_Problem requirements_
Could you copy every one of the records below word for word, leaving the pictures out?

## start Data in this exercise

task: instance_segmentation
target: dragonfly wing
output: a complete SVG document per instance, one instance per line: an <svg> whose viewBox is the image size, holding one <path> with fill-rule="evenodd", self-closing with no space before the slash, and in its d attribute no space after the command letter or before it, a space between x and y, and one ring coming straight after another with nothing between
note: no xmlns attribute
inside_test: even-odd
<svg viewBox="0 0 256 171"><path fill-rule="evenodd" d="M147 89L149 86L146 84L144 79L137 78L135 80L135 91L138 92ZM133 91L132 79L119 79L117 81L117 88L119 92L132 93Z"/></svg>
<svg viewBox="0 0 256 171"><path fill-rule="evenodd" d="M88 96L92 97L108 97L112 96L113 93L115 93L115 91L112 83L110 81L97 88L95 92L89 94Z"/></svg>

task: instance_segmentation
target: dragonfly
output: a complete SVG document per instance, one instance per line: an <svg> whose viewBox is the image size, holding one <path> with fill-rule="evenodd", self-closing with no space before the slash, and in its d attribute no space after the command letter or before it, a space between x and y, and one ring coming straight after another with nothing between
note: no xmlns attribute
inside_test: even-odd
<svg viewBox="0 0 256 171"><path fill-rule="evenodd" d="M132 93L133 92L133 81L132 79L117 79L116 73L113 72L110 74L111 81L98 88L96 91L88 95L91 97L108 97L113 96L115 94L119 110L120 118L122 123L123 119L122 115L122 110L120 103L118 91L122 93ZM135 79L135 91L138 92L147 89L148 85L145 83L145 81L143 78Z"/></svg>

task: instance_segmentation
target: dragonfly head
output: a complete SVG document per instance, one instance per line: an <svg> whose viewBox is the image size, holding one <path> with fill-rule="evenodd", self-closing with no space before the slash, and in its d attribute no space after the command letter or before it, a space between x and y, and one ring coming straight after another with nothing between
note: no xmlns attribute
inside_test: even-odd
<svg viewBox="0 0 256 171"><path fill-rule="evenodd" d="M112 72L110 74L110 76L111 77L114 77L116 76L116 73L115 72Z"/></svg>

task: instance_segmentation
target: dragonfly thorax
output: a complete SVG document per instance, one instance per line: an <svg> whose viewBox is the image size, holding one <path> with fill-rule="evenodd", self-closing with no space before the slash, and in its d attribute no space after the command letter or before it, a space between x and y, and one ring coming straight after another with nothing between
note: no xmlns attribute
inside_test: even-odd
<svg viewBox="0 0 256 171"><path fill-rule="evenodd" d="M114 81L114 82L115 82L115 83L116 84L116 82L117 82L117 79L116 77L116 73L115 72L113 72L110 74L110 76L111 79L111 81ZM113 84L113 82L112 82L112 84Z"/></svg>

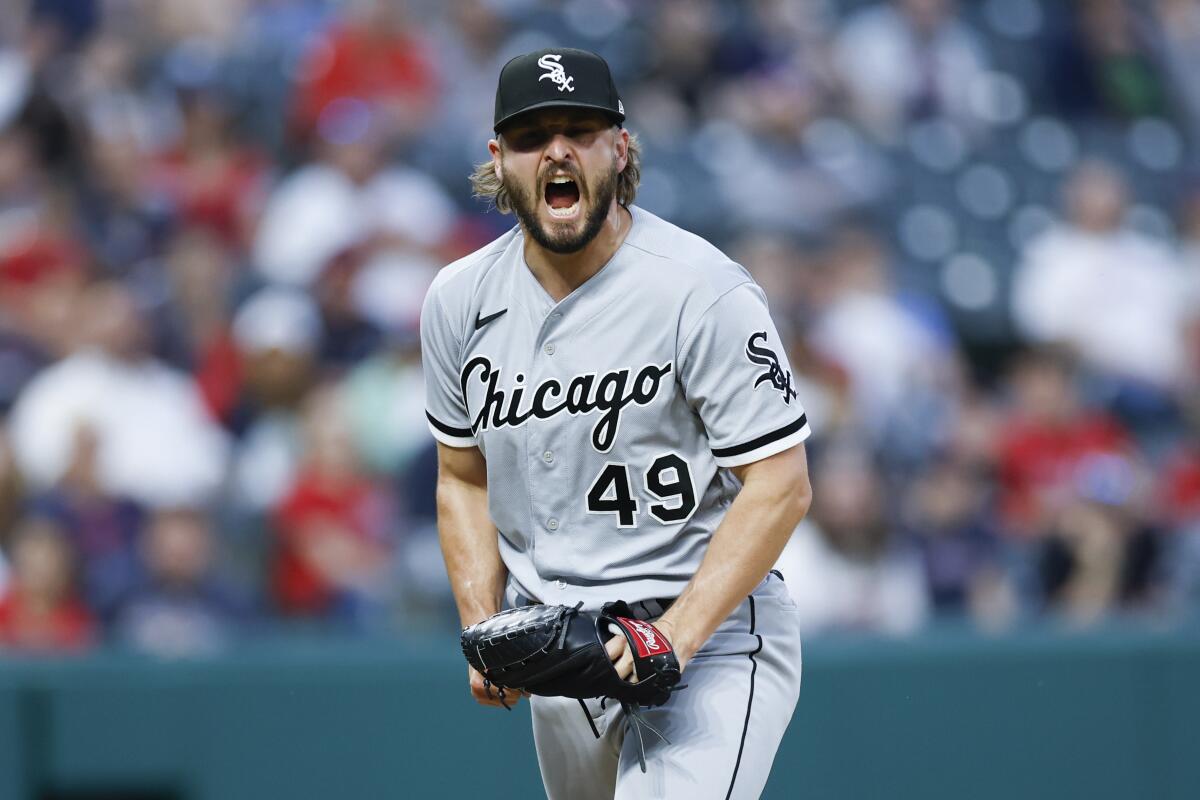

## end Data in this exercise

_Result for this exercise_
task: instance_segmentation
target: dragonfly wing
output: a complete SVG document per instance, one instance per line: an <svg> whose viewBox is the image size, holding one <path> with fill-rule="evenodd", self-closing with no space before the slash, and in its d attribute no space after the command letter or before it, a space between x and y, and one ring coming straight after another with nothing between
note: no xmlns attribute
inside_test: even-odd
<svg viewBox="0 0 256 171"><path fill-rule="evenodd" d="M147 89L149 86L146 84L144 79L137 78L135 80L135 91L138 92ZM133 91L132 79L119 79L117 81L117 88L119 92L132 93Z"/></svg>
<svg viewBox="0 0 256 171"><path fill-rule="evenodd" d="M88 96L92 97L108 97L112 96L113 93L115 93L115 91L112 83L110 81L97 88L95 92L89 94Z"/></svg>

task: instance_segmentation
target: dragonfly
output: a complete SVG document per instance, one instance per line: an <svg> whose viewBox is the image size, holding one <path> with fill-rule="evenodd", self-closing with no space before the slash, and in its d attribute no space after the command letter or before it, a space between x and y, and one ring coming straight after another with nothing between
note: no xmlns attribute
inside_test: even-odd
<svg viewBox="0 0 256 171"><path fill-rule="evenodd" d="M132 93L133 92L133 81L132 79L117 79L116 73L113 72L110 74L111 81L98 88L96 91L88 95L91 97L108 97L113 96L115 94L119 110L120 118L122 123L123 119L122 115L122 110L120 103L118 91L122 93ZM135 79L135 91L138 92L147 89L148 85L145 83L145 81L143 78Z"/></svg>

task: instance_segmentation
target: dragonfly head
output: a complete SVG document per instance, one instance per line: an <svg> whose viewBox is the image size, holding one <path> with fill-rule="evenodd", self-closing with no space before the slash, and in its d attribute no space after the command letter or before it, a space between x and y, and one ring coming straight after another with nothing between
note: no xmlns attribute
inside_test: even-odd
<svg viewBox="0 0 256 171"><path fill-rule="evenodd" d="M112 72L110 74L110 76L111 77L114 77L116 76L116 73L115 72Z"/></svg>

task: instance_segmentation
target: dragonfly thorax
output: a complete SVG document per instance, one instance per line: an <svg> whose viewBox is the image size, holding one <path> with fill-rule="evenodd", self-closing with no space before the slash, and in its d attribute no space after the command letter or before it, a space between x and y, and one ring coming straight after another with nothing between
note: no xmlns attribute
inside_test: even-odd
<svg viewBox="0 0 256 171"><path fill-rule="evenodd" d="M114 81L114 82L115 82L115 83L116 84L116 82L117 82L117 79L116 77L116 73L115 72L113 72L110 74L110 76L111 79L111 81ZM113 84L113 82L112 82L112 84Z"/></svg>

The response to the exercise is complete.